> BRIEF
Write out the passage of the article below about Australian students at the Weizmann Institute word for word, starting at "After spending a" and ending at "and private philanthropists.".

After spending a month at Israel’s Weizmann Institute of Science with 67 fellow first-year university students from all over the world, Australians Chi Chi Zhao, Finn Lip and Nathan Teh recently returned, deeply inspired by what they had experienced on the International Summer Science Institute (ISSI) program.
Weizmann Australia awards Australian students with scholarships to participate in the program each year, and this year, they were supported by the Trawalla Foundation and private philanthropists.
Zhao, a PhB honours student at the Australian National University, summed up her Israel ISSI experience as “a once in a lifetime adventure”, in which she made memories that will “continue to shape the person I am, and inspire to be”.
“During the program, I was lucky enough to work under the mentorship of Dr Guy Nadel in Professor Rony Seger’s laboratory in Weizmann’s Department of Immunology and Regenerative Biology,” she said.
“Together with my amazing teammates from the USA and Poland, we worked on a cancer research project focusing on beta-like importins.
“Another incredible facet of the trip was being able to learn so much about Israel’s history, people, and culture.
“The [Negev] desert stay was probably my favourite … I also loved learning more about the different cultures and religions – from taking part in Shabbat dinners, and eating lunch with the Druze, to sipping coffee and tea with the Bedouin.
“I’d really encourage other students to apply for ISSI – it’s definitely an experience you’ll never forget.”
Lip, a University of Western Australia PhB honours student, said, “In many ways, my time at Weizmann not only reinforced my ambitions for the future, it introduced me to the fact that knowledge, and the opportunity to learn, is all around us.”

> EXTRACTED RECORDS
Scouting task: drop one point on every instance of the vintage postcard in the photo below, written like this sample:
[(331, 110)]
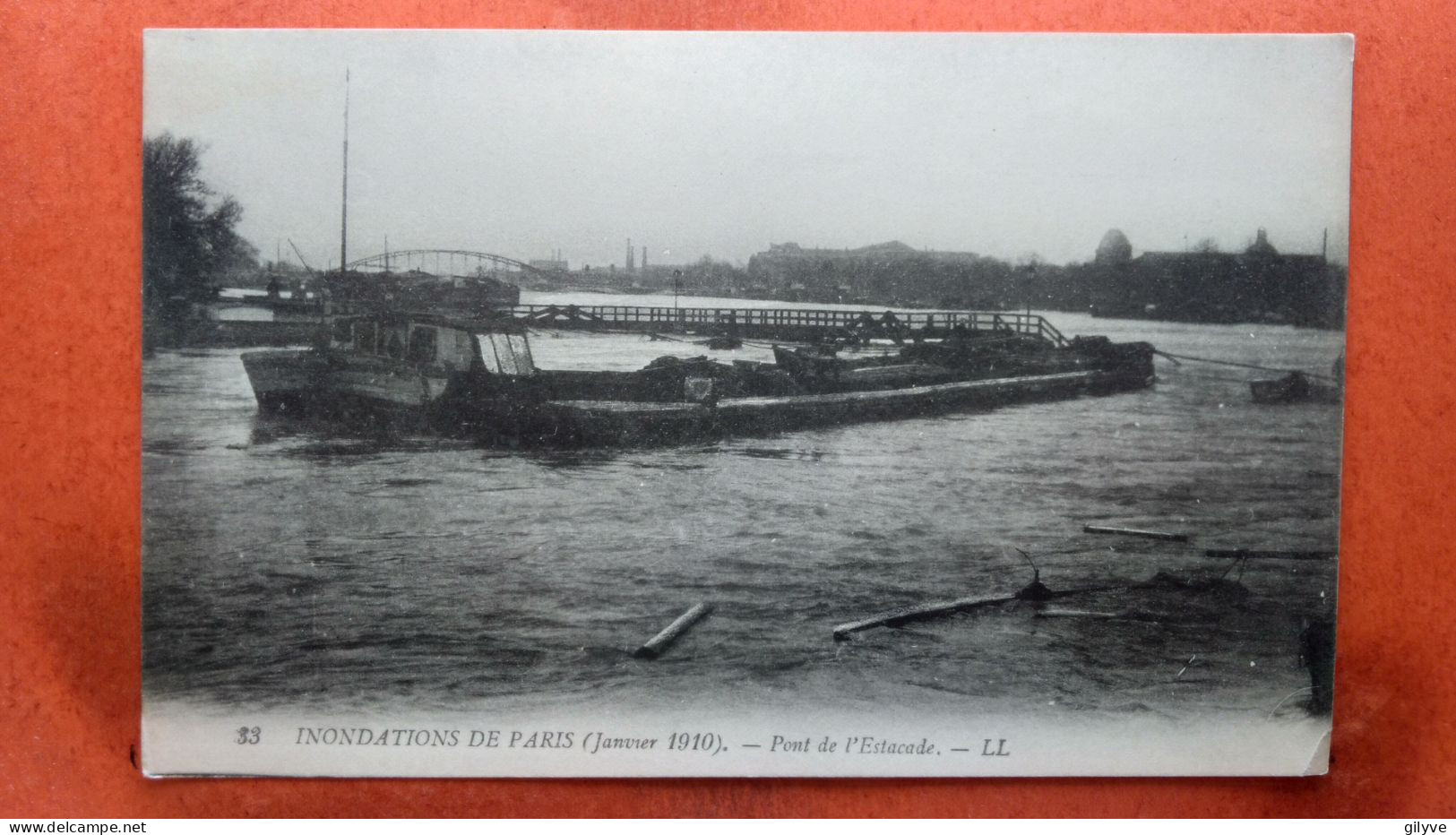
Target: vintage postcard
[(741, 403)]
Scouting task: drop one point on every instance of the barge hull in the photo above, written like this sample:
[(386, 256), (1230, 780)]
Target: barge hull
[(603, 422)]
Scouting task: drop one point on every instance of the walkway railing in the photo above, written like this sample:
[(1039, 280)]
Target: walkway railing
[(785, 322)]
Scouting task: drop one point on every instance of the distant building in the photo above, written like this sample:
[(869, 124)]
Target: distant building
[(1206, 286), (883, 272)]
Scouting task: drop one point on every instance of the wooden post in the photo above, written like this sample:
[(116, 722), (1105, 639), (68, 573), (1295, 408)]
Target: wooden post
[(910, 615), (1134, 533), (675, 630)]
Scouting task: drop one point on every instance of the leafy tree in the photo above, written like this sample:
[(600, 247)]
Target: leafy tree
[(188, 235)]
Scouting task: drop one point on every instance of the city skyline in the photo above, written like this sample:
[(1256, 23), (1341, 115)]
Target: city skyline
[(528, 142)]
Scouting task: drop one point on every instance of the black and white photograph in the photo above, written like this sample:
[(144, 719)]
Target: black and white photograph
[(524, 403)]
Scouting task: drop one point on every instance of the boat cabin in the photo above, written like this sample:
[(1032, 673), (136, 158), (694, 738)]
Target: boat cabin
[(496, 347)]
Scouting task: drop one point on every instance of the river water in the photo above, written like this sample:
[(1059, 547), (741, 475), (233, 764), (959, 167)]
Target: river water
[(289, 566)]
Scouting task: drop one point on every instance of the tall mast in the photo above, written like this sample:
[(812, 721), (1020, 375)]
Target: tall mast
[(344, 212)]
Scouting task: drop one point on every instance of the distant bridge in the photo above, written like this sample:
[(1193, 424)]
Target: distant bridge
[(442, 263)]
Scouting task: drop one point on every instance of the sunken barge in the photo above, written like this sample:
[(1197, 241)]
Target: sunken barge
[(475, 377)]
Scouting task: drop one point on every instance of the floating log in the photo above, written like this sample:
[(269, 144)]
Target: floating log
[(1136, 533), (1257, 555), (909, 615), (675, 630)]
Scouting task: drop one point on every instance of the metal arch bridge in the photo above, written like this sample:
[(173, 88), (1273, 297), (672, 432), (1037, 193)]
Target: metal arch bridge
[(442, 259)]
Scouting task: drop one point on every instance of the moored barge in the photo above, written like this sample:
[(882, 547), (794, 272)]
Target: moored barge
[(475, 377)]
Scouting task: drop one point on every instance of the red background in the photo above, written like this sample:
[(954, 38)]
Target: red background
[(70, 128)]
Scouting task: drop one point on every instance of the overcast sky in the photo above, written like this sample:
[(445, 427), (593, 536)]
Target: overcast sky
[(523, 142)]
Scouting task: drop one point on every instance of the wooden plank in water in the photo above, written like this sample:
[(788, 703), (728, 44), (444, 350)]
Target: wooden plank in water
[(1269, 555), (910, 615), (1136, 533), (675, 630)]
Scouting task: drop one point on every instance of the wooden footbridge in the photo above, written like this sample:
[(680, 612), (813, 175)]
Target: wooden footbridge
[(787, 323)]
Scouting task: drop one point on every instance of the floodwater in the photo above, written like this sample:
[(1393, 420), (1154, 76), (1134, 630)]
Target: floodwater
[(290, 566)]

> ANSWER TO THIS TASK
After spending a month at Israel’s Weizmann Institute of Science with 67 fellow first-year university students from all over the world, Australians Chi Chi Zhao, Finn Lip and Nathan Teh recently returned, deeply inspired by what they had experienced on the International Summer Science Institute (ISSI) program.
Weizmann Australia awards Australian students with scholarships to participate in the program each year, and this year, they were supported by the Trawalla Foundation and private philanthropists.